(Exercício):
Por favor, indique se cada afirmação a seguir está de acordo com o trecho, respondendo sim ou não e citando literalmente as palavras do trecho que decidem a questão.
1. No agravo, o juiz do cível pode mudar a sua decisão por meio do juízo de retratação.
2. Quando a nova decisão do juiz for também agravável, o agravo já interposto é considerado prejudicado.
3. No recurso em sentido estrito, para que o recurso interposto seja apreciado após a mudança de decisão, é preciso interpor um novo recurso.

(Trecho):

^^^^^^^^^^^^^^^^

Existem diferenças fundamentais entre agravo no processo civil e recurso em sentido estrito no processo penal, geralmente confundidos por equívoco. Uma delas é o fato de que o juiz do cível, ao apreciar agravo, pode mudar a sua decisão com o juízo de retratação. Mudando, profere novo entendimento, e o recurso de agravo poderia ser considerado prejudicado pelo tribunal. Tal não se dá: quando a nova decisão for também agravável, o recorrido solicita ao órgão "ad quem" que julgue o agravo já interposto. Quando não for o caso de novo agravo, o recorrido pode eventualmente apelar da decisão. Diferentemente, o recurso em sentido estrito (art. 581, CPP) trata de forma diferente o mesmo caso: interposto o recurso em sentido estrito, se o juiz mudar a sua decisão pelo juízo de admissibilidade, caso couber novo recurso da mesma espécie, basta uma simples petição para fazer com que o recurso interposto seja apreciado.

^^^^^^^^^^^^^^^^

(Bloco de dados):
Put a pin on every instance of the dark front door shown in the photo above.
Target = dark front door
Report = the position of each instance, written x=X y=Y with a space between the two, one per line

^^^^^^^^^^^^^^^^

(Resultado):
1. Sim: "o juiz do cível, ao apreciar agravo, pode mudar a sua decisão com o juízo de retratação".
2. Não: "Tal não se dá: quando a nova decisão for também agravável, o recorrido solicita ao órgão "ad quem" que julgue o agravo já interposto."
3. Não: "basta uma simples petição para fazer com que o recurso interposto seja apreciado".